*Passage for review*:
*** Block opens ***

Showing posts with label paralysis. Show all posts
Showing posts with label paralysis. Show all posts

Wednesday, September 05, 2012

Taking It Out Of Me.



Roberto Matta.

The last couple of days have really taken it out of me, especially yesterday at the hospital.

It was pretty awful lying there, with three doctors and two nurses trying to insert a new catheter into my bladder.

It was very painful, although not as painful as it could have been, but luckily I don't feel quite as much because of my paralysis.

What I did feel was not pleasant, what helps me enormously is being able to distance myself from what is happening.

I'm glad I'm able to shut myself off from what is going on when I don't like what is happening.

This piece is going to be no longer than this because I'm still pretty tired after yesterday's visit to the hospital.

Tomorrow is another day, when I hope to be feeling better, I shall place this on my blog together with another excellent piece of artwork by Roberto Matta.

Wednesday, August 22, 2012

Realistic Optimism.


Roberto Matta
Today the hot weather has been replaced by much cooler weather, which makes it more bearable for me.

Before I went to sleep last night I was thinking about how strange it is to feel my body becoming gradually more paralysed.

What I find difficult to handle is all the pain that goes with it, why does it have to be painful, isn't it enough that my limbs do not function.

Ever since I could no longer walk at all in April 2007, I could not understand why my legs hurt so much when they could no longer do anything.

Thinking about it I realised that people who are deaf are often plagued by horrible noises in ears.

The other thing I heard was that amputees still feel their missing limbs, which must be odd feeling your leg after it has been amputated.

I'm sure many people would agree with me that it is rotten, to experience such discomfort and pain once one becomes severely handicapped.

it is strange that this happens, I wish that I did not have to feel pain in my legs all the way up to my midriff.

Now that my arms are losing functionality, I am experiencing a lot of pain and discomfort in my arms too.

My arms get cramped up tightly, this happens spontaneously as well as any time that I laugh, yawn, cough, sneeze, then it hurts a lot until the tension eases again.

When I wake up in the morning that is the first thing that happens as soon as I am conscious, and it takes quite a while for the arms to feel better again.

*** Block closes ***

*Collection entries*:
*** Block opens ***

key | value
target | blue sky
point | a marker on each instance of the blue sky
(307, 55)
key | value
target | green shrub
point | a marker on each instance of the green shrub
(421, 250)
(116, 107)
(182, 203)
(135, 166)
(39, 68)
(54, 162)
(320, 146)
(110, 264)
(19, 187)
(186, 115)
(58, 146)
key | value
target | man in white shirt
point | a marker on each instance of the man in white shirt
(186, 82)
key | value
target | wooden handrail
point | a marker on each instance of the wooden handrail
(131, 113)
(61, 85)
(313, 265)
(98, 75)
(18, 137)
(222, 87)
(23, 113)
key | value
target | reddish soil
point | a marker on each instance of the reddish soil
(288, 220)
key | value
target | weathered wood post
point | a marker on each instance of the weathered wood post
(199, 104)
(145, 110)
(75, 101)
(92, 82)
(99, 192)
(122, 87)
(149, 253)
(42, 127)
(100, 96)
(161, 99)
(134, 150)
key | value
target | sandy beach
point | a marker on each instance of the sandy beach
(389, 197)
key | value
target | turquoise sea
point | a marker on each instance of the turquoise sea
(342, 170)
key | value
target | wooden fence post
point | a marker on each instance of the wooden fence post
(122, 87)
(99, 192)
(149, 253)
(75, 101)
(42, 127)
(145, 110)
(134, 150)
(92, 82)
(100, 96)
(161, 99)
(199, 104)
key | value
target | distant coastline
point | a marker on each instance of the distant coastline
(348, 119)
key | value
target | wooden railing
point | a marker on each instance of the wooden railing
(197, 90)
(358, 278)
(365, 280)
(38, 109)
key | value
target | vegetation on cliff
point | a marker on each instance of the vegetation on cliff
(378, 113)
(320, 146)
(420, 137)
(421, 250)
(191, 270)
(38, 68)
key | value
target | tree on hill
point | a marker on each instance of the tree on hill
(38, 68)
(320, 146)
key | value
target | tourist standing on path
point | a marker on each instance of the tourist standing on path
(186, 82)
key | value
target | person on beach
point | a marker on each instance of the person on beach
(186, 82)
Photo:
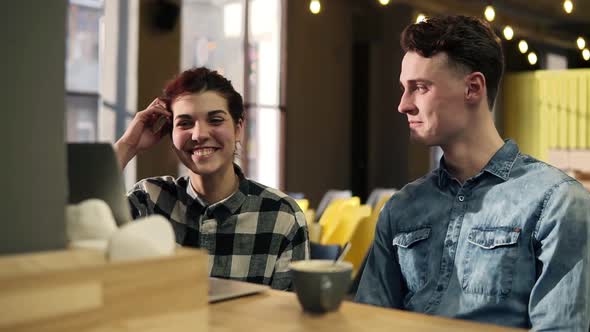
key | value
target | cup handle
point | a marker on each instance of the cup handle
(326, 291)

*** Block closes ***

*Directions*:
a – In the blog posts on paralysis, when did the writer become completely unable to walk?
b – Extend the blog posts on paralysis, picking up right after their final sentence.
The listing is separate from the blog posts on paralysis.

*Answers by task*:
a – In April 2007.

b –
Being an severely handicapped as I am now, it feels like I am daily witnessing my constant steady decline which will result in my death I think in the near future.

I hope it isn't for some time yet as I would like to live a bit longer, in 2010 when I had survived two years in bed with a pressure sore and could sit in my wheelchair again it made me feel quite different about being alive.

Because of this wonderful development I was no longer depressed, pessimistic and feeling like I did not have long to live, I wanted to live for at least another five years.

Since my arms had deteriorated so rapidly from the beginning of this year I'm having to reassess my situation.

I still want to live as long as possible but realistically I feel it may not be as long as I want,I am going to I'm going to have to be realistically optimistic.






Tuesday, November 15, 2011

Time To Be Proactive.

Laurie Lipton.

Today I had an appointment with Maurits, my occupational therapist and Frans, from RTD het Dorp, to give his second opinion, whether Seetech, the software operated by eye movement was justifiable for me.

 I saw Frans once before in February, when he dominated the room, loomed large over me, he stood just behind me, almost shouting in my ear.

Patronising me in a bellowing voice, not listening for a second, to why I needed what I needed, if he had he would have understood that in February I needed Seetech.

It would have been good to have been able to learn how to use it, before my index finger finally stops functioning; which is happening now.

Today Frans tried to patronise me again, started lecturing me again, after awhile I couldn’t handle sitting there having him tell me what I could do and what I needed.

So I told him that I knew exactly .how my condition was, I could feel only too well how my arms were getting very heavy, difficult to move, that I recognised paralysis was happening

Basically that I needed the Seetech software now, Richie backed me up saying that it was time that I got what I needed on time.

Richie said that there have been too many aids given too late that I could not use, that were no longer useful as my MS had progressed again, he said it was time to be proactive.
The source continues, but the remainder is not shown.